(Dataset rows)
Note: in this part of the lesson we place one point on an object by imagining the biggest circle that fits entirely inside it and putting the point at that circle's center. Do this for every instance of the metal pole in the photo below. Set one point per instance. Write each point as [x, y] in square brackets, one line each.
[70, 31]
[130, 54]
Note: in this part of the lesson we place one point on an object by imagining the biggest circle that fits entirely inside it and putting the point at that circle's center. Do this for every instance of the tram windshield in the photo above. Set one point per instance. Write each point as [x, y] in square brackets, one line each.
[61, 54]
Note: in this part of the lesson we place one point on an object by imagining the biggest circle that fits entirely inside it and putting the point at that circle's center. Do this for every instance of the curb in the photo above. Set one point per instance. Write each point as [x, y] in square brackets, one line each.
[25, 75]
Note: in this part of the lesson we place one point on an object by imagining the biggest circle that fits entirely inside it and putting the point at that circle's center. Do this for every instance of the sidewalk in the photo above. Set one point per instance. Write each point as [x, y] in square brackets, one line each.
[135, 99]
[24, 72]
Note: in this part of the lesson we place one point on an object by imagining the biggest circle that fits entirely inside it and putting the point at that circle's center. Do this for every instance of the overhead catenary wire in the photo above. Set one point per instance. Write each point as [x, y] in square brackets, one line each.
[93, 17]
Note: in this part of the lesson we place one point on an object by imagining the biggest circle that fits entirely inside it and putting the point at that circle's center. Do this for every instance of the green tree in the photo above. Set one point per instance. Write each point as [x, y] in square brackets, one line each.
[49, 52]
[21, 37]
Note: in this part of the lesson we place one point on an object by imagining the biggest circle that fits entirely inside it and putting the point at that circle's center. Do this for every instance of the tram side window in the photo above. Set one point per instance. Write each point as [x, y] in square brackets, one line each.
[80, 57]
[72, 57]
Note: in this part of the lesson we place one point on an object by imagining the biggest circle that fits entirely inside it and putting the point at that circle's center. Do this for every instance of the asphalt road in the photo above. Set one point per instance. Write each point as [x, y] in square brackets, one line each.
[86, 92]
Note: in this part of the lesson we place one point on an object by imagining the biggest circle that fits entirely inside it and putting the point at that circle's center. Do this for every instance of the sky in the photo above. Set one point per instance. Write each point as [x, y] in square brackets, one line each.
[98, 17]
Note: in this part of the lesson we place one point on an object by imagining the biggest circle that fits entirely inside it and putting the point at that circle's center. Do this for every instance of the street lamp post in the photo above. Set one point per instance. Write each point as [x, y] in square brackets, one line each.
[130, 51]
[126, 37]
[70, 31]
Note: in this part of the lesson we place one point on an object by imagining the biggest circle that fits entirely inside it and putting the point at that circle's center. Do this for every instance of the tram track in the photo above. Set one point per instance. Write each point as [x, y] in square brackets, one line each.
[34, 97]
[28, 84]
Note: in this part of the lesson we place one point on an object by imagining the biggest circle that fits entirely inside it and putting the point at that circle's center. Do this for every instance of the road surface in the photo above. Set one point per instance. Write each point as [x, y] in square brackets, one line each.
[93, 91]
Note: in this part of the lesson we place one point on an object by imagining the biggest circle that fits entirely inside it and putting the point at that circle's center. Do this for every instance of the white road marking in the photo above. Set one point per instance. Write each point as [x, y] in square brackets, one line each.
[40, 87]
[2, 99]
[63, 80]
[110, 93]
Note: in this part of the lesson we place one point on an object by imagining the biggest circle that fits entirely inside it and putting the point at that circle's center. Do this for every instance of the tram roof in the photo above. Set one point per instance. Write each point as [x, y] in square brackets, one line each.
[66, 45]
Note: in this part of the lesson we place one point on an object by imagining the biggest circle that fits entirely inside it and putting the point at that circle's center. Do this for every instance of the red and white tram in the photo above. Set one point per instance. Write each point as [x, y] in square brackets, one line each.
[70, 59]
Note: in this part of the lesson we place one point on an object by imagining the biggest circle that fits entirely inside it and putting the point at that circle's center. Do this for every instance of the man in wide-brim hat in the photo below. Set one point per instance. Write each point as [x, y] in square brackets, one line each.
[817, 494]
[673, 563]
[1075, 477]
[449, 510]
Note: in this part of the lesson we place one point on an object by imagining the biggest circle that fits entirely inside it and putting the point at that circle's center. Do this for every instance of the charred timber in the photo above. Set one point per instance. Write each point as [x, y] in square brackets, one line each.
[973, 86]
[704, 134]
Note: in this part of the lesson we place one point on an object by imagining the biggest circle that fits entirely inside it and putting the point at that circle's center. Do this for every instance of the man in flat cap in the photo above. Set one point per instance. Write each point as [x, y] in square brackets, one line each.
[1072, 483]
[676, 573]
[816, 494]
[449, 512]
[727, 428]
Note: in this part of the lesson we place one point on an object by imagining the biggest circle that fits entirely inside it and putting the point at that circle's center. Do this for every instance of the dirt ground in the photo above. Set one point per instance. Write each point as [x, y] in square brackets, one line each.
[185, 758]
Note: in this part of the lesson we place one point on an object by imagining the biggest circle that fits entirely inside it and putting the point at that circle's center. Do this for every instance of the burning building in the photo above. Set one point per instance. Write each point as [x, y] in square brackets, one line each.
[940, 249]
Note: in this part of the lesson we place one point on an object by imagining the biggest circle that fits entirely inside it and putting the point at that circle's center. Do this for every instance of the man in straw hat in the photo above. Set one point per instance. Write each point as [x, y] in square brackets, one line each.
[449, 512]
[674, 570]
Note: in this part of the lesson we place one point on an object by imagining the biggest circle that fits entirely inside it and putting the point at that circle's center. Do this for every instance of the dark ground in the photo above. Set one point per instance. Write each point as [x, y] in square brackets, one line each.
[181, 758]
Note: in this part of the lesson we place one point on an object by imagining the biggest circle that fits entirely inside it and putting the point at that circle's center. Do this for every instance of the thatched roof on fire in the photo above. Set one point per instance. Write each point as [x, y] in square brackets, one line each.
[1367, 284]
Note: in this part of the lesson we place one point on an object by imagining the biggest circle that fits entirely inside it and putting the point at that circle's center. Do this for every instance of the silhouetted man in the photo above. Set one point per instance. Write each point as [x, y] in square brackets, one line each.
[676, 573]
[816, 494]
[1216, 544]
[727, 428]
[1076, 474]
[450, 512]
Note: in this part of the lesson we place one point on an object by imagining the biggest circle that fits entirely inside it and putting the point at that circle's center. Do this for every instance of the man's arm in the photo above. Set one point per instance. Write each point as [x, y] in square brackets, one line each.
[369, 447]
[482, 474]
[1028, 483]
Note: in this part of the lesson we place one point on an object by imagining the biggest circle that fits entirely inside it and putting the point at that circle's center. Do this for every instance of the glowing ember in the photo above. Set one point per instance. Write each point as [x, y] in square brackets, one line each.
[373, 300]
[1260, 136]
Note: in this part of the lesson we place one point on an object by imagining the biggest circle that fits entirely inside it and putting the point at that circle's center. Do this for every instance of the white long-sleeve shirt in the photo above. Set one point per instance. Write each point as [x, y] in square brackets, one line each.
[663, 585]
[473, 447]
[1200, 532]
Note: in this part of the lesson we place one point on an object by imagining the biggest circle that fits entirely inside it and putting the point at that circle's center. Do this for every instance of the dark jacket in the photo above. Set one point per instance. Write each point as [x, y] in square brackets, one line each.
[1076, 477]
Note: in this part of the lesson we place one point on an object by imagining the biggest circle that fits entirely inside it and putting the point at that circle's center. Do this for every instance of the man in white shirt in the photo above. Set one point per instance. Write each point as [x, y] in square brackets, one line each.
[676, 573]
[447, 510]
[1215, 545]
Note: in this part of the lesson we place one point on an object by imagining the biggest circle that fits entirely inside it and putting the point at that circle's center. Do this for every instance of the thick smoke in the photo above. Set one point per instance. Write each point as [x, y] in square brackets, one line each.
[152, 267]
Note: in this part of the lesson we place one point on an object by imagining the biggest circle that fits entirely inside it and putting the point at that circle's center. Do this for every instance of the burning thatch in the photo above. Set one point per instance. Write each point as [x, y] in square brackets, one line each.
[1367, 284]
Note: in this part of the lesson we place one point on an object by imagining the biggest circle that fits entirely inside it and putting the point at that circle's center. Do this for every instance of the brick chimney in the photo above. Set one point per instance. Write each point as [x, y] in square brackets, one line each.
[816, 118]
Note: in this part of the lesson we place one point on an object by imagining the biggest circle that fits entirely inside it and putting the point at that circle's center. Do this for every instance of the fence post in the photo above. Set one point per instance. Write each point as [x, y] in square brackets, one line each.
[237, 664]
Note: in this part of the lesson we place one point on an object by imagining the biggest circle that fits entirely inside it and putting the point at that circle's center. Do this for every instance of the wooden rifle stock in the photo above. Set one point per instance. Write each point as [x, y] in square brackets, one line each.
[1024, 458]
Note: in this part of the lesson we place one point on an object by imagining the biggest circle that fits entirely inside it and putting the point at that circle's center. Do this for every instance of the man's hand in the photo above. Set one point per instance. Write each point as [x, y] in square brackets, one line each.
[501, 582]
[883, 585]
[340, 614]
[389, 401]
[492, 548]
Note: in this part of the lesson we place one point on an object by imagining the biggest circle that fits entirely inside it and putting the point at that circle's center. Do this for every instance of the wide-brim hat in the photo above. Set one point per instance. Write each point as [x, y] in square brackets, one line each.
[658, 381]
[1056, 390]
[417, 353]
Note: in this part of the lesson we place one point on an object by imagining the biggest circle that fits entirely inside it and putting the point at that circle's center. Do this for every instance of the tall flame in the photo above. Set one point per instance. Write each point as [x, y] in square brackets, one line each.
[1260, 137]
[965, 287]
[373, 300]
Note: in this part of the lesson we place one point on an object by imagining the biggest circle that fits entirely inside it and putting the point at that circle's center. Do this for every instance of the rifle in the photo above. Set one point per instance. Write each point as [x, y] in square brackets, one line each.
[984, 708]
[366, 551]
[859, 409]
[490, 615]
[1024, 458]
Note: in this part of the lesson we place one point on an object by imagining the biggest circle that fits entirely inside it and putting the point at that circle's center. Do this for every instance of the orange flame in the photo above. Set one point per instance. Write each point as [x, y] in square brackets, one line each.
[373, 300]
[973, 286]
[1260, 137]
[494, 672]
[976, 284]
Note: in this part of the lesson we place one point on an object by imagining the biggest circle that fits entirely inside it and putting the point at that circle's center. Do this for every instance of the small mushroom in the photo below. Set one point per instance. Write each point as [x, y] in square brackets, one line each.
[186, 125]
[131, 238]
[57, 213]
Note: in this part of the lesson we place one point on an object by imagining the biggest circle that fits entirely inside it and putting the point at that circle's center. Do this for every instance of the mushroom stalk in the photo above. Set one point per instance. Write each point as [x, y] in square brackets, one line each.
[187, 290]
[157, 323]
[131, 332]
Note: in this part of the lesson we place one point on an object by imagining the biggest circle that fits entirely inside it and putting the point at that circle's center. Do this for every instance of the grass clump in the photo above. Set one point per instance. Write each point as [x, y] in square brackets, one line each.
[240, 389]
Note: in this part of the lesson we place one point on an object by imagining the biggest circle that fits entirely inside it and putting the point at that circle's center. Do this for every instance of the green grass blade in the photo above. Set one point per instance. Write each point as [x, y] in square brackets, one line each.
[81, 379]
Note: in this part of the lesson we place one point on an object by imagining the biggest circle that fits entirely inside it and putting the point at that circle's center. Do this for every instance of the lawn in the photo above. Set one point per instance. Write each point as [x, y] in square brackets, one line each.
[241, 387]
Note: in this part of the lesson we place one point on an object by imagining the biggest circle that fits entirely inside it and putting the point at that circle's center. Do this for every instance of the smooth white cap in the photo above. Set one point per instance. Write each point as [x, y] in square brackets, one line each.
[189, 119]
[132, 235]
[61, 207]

Work instructions —
Starting at the line that contains "of the mushroom", output each remaining line of the listing, the last line included, exactly as it appears.

Output for this exercise —
Note: in this part of the lesson we place one point on an object by imagining the biggest circle that fits entirely inside it and putting the point at that circle's center. Do this for every instance of the mushroom stalk in the photo above. Set one point per instance. Write each point as [x, y] in square brackets, one line each.
[187, 290]
[157, 323]
[131, 332]
Note: in this part of the lesson we place one point on an object by imagining the biggest circle that fits entirely inside it and putting the point at that circle's center. Do this for every instance of the grass clump in the photo above. Set one point per instance. Write each point as [x, y] in square brackets, one line each.
[240, 389]
Note: in this part of the lesson we place one point on an object by imagining the biggest circle that fits entirely inside it and putting the point at that circle's center. Do this for every instance of the green grass blade in the photo above. Set one point per instance. Write each point as [x, y] in square brackets, one line each.
[81, 379]
Note: in this part of the lesson we place one point on an object by imagining the biggest circle that fits entirely inside it and putting the point at that circle's center. Do this for every instance of the lawn in the photo above. Set one point per instance. Write each point as [x, y] in square brackets, one line each.
[241, 387]
Note: in this part of the lesson we place one point on an object by imagining the biggest circle that fits entirely inside it and putting the point at that circle's center. Do this for every instance of the smooth white cap in the photo above. Set one point per instance. Write each point as [x, y] in square brackets, one line each.
[189, 119]
[132, 235]
[61, 207]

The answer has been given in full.